### ページ抜粋
□ □ □ □ □

楽園のカンヴァス
図書館でぶらぶらと読みたい本を探している時、ふと目にとまったのがこの本だ。
以前、どこかでお薦めの本として紹介されていたのを記憶していたからだと思う。
タイトルから、美術に関するストーリーだということが想像できた。
でも残念ながら、私には美術に関する知識は殆どない。
美術館・博物館に行った回数は、残念ながら片手で足りてしまうほどだ。
でもあれだけ絶賛されていたし、たまにはいつもの自分なら選ばないような本を読んでみたいと思って手にとった。
読み始めると、美術の知識に疎い私があっという間に物語に引き込まれていった。
美術作品をモチーフにしているが難解な専門用語が多い訳ではなく、ミステリーの要素があることで先の展開が気になり、気がつくと知識不足を気にすることなく一気に読み終えていた。
また、完全に私の主観ではあるけれど、この本全体を通して感じたのは、選ばれた言葉が美しくどこか優しいということだ。
私にとって、専門的で敷居が高く身構えてしまうようなテーマだったにも関わらず、
情景がありありと浮かび、音楽さえ聞こえてくるように感じられるシーンもあり心が躍った。
そして、優しいだけでなく、ほとばしる情熱と愛に満ちた物語だった。

□ □ □ □ □

### 元データ

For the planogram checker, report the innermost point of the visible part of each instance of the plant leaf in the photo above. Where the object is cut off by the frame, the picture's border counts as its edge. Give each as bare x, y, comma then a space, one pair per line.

□ □ □ □ □

### 指示
『楽園のカンヴァス』の読書感想文を、最後の文の後から書き継いでください。

### 最終結果
その対象が作品であれ、人であれ、真に愛するということはこういうことなのだと思い胸が震えた。
もちろん密やかに育み、パッと見では分からないような愛情もあるだろう。
でもそれが真実の愛ならば、芯の部分では情熱の炎が燃え盛っているに違いない。
近代芸術の萌芽がどれほどすごいものなのかは正直わからない。
けれど、新しい時代の到来を感じさせる鼓動が伝わってくる中盤~終盤の展開は本当にわくわくした。
タイムスリップをして、自分自身が新しい時代の目撃者となっているかのように感じた。
最後に幾つかの謎が明かされ、それはそれでもちろん面白かったのだが、やはり物語の終焉にむかって加速度的に増す、新しい時代が到来を予感させる独特の空気と、自分が信じたものに対して全てを傾ける情熱と愛に打ち震えた。
若い頃から数年前までの私は、本気になることについて、少し冷めた目で見ていた。
でも本当は、本気になる対象を見つけられないだけだったのだと、漸く気がついた。
興味の対象が何であれ、自分の全てを注ぎたいと思えるものに出会えることの素晴らしさを、この本は教えてくれた。
そして、誰かの為に生きるということの素晴らしさを。
見返りを求めず、自分の全てを捧げることを。
これは壮大で深い愛の物語なのだ。
私の持つ美術館のイメージとは、静謐で若干の緊張感を覚えるというものだ。
でもそこに展示されている作品たちは静かな情熱を秘めている。
相反するものが一所に存在するという緊張感に、たまには触れてみるのもいいかもしれない。
この本の舞台の一つでもある大原美術館は、1時間もあれば行ける距離だ。
美術作品に対する知識を持たない私だけれど、何か感じとれるものがあるかもしれない。
週末にでも行ってみるか。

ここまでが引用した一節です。